= Exercise directions =
Turn the entries below into a numbered list, omitting any blank lines.

= Excerpts from a location annotation dataset =

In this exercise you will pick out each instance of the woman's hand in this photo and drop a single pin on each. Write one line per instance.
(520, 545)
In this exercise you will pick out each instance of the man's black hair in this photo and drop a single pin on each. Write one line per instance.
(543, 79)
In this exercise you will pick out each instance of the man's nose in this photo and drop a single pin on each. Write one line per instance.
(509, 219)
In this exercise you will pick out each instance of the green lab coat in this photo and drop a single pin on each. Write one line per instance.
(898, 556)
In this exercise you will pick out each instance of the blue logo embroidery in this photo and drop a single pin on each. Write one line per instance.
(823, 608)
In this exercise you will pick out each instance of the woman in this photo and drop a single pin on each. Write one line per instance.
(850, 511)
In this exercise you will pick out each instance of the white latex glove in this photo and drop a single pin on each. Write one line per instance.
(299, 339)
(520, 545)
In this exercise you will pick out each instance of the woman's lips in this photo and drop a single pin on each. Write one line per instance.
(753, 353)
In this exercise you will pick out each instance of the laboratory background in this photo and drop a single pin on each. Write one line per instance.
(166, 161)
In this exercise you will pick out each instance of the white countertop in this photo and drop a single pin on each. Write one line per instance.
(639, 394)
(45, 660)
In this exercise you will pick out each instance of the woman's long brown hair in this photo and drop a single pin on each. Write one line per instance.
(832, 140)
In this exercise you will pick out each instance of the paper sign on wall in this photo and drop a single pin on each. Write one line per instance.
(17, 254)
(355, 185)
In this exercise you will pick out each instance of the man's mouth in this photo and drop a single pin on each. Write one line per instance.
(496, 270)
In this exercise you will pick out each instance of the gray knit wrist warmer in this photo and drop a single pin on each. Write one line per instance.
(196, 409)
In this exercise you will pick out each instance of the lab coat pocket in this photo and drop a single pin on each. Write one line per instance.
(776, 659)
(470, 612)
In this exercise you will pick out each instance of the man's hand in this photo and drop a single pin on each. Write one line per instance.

= Output for this task =
1. In this exercise you will pick out each instance of the woman's hand in this photo and drop a single pin on each. Write one line per instance.
2. (520, 545)
3. In this exercise you will pick out each instance of the man's black hair in this photo and drop a single pin on each. Write one line per instance.
4. (543, 79)
5. In this exercise you will pick out each instance of the man's nose in this photo and drop a single pin on each. Write one line per instance.
6. (509, 219)
7. In this exercise you will pick out each instance of the green lab coat in this photo and drop a single pin on each. Write one line per instance.
8. (898, 556)
9. In this exercise you will pick out each instance of the blue logo embroidery in this photo and drop a single pin on each. Write one line per instance.
10. (823, 608)
11. In this exercise you will pick out each instance of the woman in this photo and drop a single pin on each. Write one line per instance.
12. (850, 511)
13. In this exercise you will pick out each instance of the white latex glove in this photo and drop a single pin on each. Write one line per instance.
14. (299, 339)
15. (520, 545)
16. In this exercise you will pick out each instance of the woman's lips in this photo and drop a single pin on each. Write one line per instance.
17. (753, 353)
18. In this exercise you will pick out each instance of the laboratory background in this photo and drop a single pin on each. Write one line per instance.
19. (166, 161)
20. In this exercise you will pick out each instance of the white countertop in this photo and drop a single pin on each. Write one line per instance.
21. (639, 394)
22. (45, 660)
23. In this exercise you will pick out each instance of the woman's long brown hair in this photo and drop a single pin on each. Write one line per instance.
24. (832, 140)
25. In this exercise you will pick out each instance of the paper sign on wall in this photo and drop a single pin on each. Write one line per instance.
26. (17, 254)
27. (355, 185)
28. In this exercise you will pick out each instance of the man's mouth in this photo and drop a single pin on each. Write one line per instance.
29. (496, 270)
30. In this exercise you will pick out each instance of the gray knit wrist warmer in this photo and drop a single pin on each. Write one line per instance.
31. (196, 409)
32. In this exercise you will pick out each instance of the lab coat pocket in this photo and drop a single pin on each. Write one line per instance.
33. (776, 659)
34. (470, 612)
35. In this exercise you will pick out each instance of the man's hand in this photo and drop a single pin on each. Write one line per instance.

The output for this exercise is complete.